■ **How to complete this task**: Give again, exactly, every line of the entries below from the one that has "Where can the senior" to the last.

─── Records supplied

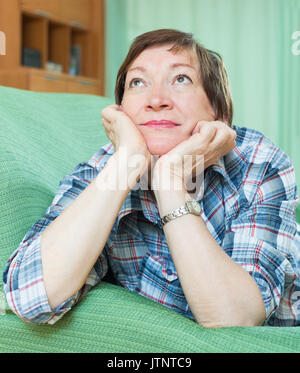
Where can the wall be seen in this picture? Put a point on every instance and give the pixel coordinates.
(255, 39)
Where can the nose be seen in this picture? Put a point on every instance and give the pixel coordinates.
(159, 99)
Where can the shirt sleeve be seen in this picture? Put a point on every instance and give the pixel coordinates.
(23, 275)
(261, 236)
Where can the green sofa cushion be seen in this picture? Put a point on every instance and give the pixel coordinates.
(43, 137)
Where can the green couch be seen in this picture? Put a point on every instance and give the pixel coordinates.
(42, 137)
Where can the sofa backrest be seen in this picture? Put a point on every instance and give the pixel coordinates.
(43, 136)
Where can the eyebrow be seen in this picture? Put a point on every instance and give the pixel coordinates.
(173, 66)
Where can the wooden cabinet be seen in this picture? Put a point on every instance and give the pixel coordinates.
(78, 12)
(49, 9)
(43, 81)
(52, 27)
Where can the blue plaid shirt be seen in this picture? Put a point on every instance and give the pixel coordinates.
(248, 206)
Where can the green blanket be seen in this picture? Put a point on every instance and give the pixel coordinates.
(43, 136)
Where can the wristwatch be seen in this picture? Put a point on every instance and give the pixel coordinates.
(190, 207)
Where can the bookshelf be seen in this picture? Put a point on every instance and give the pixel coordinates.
(41, 34)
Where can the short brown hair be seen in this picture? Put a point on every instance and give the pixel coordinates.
(213, 75)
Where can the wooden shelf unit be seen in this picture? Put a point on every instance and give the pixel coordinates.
(52, 27)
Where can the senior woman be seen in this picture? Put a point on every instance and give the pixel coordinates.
(227, 258)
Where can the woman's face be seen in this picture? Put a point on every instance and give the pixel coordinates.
(164, 97)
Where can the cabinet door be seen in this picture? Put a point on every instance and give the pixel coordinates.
(44, 82)
(77, 12)
(50, 8)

──────

■ **Answer to this problem**:
Where can the senior woman be seen in this picture? Put a point on every instance and give the pixel coordinates.
(227, 258)
Where can the woman's face be seen in this picture? Put a point on every instance and give the pixel coordinates.
(164, 97)
Where can the cabinet door be seen in this picture? Put a point on every instance and give the pixel coordinates.
(44, 82)
(77, 12)
(50, 8)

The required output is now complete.